# Start of TASK DATA

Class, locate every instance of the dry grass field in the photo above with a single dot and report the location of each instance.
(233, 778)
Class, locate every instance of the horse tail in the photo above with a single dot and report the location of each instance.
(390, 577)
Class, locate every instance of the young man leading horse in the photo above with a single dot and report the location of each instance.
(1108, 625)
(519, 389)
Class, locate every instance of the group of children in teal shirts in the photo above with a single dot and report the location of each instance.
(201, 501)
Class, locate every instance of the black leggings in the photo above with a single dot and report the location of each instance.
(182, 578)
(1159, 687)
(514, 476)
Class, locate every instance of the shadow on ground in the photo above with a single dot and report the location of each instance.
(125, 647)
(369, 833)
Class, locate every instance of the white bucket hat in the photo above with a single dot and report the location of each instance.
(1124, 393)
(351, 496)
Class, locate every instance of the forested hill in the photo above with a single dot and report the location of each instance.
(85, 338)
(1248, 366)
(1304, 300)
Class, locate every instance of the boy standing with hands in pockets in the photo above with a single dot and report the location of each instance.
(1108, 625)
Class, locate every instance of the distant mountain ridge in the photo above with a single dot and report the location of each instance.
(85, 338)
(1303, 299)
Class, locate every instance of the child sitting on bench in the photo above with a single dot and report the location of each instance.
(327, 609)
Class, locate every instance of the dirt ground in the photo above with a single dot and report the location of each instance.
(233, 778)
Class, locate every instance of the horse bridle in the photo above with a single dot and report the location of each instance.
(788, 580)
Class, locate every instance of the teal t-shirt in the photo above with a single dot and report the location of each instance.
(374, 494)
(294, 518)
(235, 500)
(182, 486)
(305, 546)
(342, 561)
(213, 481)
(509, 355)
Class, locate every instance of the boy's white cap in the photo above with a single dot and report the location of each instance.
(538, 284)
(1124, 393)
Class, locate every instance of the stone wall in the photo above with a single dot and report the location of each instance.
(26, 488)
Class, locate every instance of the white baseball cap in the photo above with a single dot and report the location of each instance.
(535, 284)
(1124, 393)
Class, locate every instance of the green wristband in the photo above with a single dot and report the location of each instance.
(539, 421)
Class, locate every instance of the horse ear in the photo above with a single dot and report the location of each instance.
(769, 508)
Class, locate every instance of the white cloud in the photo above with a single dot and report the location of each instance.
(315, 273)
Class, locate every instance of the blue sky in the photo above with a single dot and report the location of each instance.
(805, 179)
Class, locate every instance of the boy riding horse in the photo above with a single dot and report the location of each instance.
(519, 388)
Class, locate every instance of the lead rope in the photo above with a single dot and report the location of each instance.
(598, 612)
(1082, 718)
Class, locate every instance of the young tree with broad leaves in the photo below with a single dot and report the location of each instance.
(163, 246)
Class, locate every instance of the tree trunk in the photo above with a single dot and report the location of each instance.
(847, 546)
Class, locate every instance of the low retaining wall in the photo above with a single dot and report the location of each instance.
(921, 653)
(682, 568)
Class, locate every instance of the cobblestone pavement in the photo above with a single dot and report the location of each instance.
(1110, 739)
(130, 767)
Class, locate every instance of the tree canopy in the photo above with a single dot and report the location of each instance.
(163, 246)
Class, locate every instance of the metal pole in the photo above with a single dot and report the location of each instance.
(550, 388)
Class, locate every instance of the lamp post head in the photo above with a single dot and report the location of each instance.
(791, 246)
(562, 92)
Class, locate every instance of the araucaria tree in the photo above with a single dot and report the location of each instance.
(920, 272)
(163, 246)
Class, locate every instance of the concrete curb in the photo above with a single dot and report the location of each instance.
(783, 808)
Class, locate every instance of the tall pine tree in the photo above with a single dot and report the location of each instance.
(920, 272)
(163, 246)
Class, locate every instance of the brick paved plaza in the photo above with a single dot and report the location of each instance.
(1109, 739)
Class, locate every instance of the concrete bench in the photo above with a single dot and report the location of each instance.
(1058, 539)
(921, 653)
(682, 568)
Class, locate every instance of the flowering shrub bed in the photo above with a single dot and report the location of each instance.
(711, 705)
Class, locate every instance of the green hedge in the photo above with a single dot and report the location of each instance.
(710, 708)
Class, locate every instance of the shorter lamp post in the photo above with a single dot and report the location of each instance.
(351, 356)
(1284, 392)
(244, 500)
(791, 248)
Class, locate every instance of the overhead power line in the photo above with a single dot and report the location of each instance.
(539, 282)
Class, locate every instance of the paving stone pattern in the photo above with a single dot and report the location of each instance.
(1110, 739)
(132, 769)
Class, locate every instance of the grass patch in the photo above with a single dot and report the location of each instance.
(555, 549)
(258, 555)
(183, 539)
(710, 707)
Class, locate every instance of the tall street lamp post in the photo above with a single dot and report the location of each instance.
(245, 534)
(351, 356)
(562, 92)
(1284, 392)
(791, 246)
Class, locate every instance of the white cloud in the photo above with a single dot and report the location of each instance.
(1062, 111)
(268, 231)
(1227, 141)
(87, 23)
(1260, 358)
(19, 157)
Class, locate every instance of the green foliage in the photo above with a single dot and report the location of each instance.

# End of TASK DATA

TASK:
Take the lines above from the one holding "Class, locate every instance of the araucaria" to the last and output them exactly.

EXPECTED ANSWER:
Class, locate every instance of the araucaria tree in the photo above with a single dot and report the location of each instance.
(920, 272)
(163, 246)
Class, locate every instance of the concrete curb in the photo above with a single dot and report the location of each instance.
(783, 808)
Class, locate every instance of the tall pine tree in the photo above with a single dot and report the location of each instance.
(920, 272)
(163, 246)
Class, locate every instance of the brick paved plaza in the photo above with a single dot and report the location of each instance.
(1109, 739)
Class, locate every instance of the concrete bench in the photo above with a single dot and report the location of each instance.
(1058, 539)
(921, 653)
(682, 568)
Class, locate every instance of the flowering shrub bed in the photo above with a single dot and report the location of each instance.
(711, 705)
Class, locate every instance of the green hedge in the photo above with a single dot and report the location of each instance.
(710, 708)
Class, locate every instance of the shorter lamp post in the photo above with a single dot and report the location of each instance.
(351, 356)
(1284, 392)
(244, 500)
(791, 248)
Class, locate every instance of the overhead power line in the photo above with a single dot and report the location of each instance.
(539, 282)
Class, locate every instance of the paving stone pattern in the photo above with a single dot and report the location of each instance.
(1110, 739)
(132, 769)
Class, locate every instance of the grass patch in the photo above with a single dot and report the location of each instance.
(555, 549)
(258, 555)
(183, 539)
(710, 707)
Class, locate every instance of the tall street lamp post in the photo above with a single dot and report the location of each instance.
(245, 534)
(351, 356)
(562, 92)
(1284, 392)
(791, 246)
Class, locate every instance of the white cloud in the photo above with a single dot and report the location of each instance.
(1062, 111)
(268, 231)
(1227, 141)
(87, 23)
(1260, 358)
(19, 157)
Class, locate every instance of the green foliage in the photo above with a single dot and report the location of each instance.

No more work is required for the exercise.